EXTRACTED TEXT
§

Zulip Chat Archive
Stream: new members
Topic: accessing current and previous patterns
Etienne Laurin (Jan 13 2020 at 00:26):
Is it possible to prove h?
example : ℕ → ℕ | (_ + 2) := 0 | (a + 1) := by { suffices h : a = 0; sorry } | _ := 0
Bryan Gin-ge Chen (Jan 13 2020 at 00:57):
No, it's not. Could you say more about what you're trying to do?
Mario Carneiro (Jan 13 2020 at 02:43):
You would have to write that function like this:
example : ℕ → ℕ | (n + 2) := 0 | 1 := by { let a := 0; sorry } | 0 := 0
The a := 0 is trivial of course in this version
Etienne Laurin (Jan 13 2020 at 08:32):
I'm porting some code from Haskell, I was trying to use pattern matching instead of dite.
Etienne Laurin (Jan 13 2020 at 19:04):
I'm trying to write a tactic that keeps a pattern match witness, but I'm getting stuck implementing has_reflect. What am I missing here?
meta structure equation := (witness : option name) (pattern : pexpr) (body : pexpr) meta instance equation.reflect : has_reflect equation | ⟨witness, pattern, body⟩ := `(equation.mk %%(reflect witness) %%(reflect pattern) %%(reflect body)) -- equation type mismatch, term has type -- expr -- but is expected to have type -- reflected {witness := witness, pattern := pattern, body := body} #reduce λ x : equation, reflected x -- λ (x : equation), expr
Mario Carneiro (Jan 13 2020 at 19:33):
I think you can just do this:
@[derive has_reflect] meta structure equation := (witness : option name) (pattern : pexpr) (body : pexpr)

§

Data records
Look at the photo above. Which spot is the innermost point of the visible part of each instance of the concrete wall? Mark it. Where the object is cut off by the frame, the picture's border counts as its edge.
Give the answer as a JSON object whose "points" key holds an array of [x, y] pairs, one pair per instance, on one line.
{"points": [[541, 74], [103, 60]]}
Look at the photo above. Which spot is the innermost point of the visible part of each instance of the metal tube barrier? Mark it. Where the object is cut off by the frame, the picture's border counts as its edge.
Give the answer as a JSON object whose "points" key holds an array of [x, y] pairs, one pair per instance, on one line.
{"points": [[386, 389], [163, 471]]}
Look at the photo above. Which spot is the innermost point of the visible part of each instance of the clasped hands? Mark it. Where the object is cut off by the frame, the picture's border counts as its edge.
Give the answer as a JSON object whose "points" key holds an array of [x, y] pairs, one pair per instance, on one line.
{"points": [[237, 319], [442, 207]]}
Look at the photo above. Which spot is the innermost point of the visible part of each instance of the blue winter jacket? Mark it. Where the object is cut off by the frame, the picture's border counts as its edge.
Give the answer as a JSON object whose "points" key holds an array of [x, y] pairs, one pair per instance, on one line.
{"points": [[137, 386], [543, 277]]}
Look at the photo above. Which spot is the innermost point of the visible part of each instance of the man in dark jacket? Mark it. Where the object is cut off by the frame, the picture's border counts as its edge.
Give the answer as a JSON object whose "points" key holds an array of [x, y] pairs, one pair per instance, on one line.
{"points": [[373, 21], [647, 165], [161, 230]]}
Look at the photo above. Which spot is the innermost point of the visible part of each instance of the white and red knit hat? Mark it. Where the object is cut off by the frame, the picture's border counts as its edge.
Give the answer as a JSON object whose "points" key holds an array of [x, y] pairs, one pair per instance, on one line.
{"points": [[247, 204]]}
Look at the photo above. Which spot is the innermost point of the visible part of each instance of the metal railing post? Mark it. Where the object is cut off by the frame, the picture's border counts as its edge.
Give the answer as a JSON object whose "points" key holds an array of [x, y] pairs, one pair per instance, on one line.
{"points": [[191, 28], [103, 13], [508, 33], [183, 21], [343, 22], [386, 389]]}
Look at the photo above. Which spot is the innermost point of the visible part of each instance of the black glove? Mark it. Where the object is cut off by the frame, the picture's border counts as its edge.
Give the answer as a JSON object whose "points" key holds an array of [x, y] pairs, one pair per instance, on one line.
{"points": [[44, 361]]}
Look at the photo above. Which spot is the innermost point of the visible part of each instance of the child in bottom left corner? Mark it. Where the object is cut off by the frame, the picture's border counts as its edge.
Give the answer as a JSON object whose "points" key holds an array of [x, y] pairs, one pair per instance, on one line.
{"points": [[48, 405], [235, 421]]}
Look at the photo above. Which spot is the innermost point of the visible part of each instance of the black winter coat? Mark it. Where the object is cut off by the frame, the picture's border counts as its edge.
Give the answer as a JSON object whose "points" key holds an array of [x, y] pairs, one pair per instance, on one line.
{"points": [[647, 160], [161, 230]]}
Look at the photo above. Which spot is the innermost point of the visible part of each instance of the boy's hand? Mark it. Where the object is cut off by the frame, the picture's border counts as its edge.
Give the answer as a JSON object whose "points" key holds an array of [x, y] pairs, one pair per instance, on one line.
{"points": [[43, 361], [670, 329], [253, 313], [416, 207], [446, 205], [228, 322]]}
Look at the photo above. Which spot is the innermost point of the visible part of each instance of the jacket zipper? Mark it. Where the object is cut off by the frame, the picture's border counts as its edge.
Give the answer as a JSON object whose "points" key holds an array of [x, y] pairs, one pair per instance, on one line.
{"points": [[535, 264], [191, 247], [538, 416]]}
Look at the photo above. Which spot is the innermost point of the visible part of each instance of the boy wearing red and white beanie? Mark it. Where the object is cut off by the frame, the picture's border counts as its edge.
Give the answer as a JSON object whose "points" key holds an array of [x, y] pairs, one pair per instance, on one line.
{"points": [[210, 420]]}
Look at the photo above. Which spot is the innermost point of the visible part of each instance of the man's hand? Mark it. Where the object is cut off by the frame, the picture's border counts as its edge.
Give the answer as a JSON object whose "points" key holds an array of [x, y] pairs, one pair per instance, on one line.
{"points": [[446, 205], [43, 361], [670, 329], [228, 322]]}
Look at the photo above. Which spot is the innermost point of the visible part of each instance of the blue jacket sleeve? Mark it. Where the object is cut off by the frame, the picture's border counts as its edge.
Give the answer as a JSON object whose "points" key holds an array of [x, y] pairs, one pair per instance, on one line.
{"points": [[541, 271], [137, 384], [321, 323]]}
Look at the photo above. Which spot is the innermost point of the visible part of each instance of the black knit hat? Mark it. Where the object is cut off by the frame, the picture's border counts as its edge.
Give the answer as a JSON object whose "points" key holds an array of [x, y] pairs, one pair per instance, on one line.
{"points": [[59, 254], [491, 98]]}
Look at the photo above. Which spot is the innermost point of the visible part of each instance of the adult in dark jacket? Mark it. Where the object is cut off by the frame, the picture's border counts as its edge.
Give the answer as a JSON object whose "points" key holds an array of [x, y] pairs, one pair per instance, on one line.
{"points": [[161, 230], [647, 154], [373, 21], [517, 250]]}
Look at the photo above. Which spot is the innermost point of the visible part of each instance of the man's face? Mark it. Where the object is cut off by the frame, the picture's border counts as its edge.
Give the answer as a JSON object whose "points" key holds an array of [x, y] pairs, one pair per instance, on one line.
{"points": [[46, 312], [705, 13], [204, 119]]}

§

TO DO
1. In the Zulip thread, what reason does Etienne Laurin give for trying to use pattern matching instead of dite? Answer in one to three sentences.
2. Rewrite the part of the Zulip thread starting with "Zulip Chat Archive" and going on through "trying to do?", putting "show" in place of "prove".

EXPECTED ANSWERS
1. Etienne Laurin was porting some code from Haskell, and for that reason tried to use pattern matching instead of dite.

2.
Zulip Chat Archive
Stream: new members
Topic: accessing current and previous patterns
Etienne Laurin (Jan 13 2020 at 00:26):
Is it possible to show h?
example : ℕ → ℕ | (_ + 2) := 0 | (a + 1) := by { suffices h : a = 0; sorry } | _ := 0
Bryan Gin-ge Chen (Jan 13 2020 at 00:57):
No, it's not. Could you say more about what you're trying to do?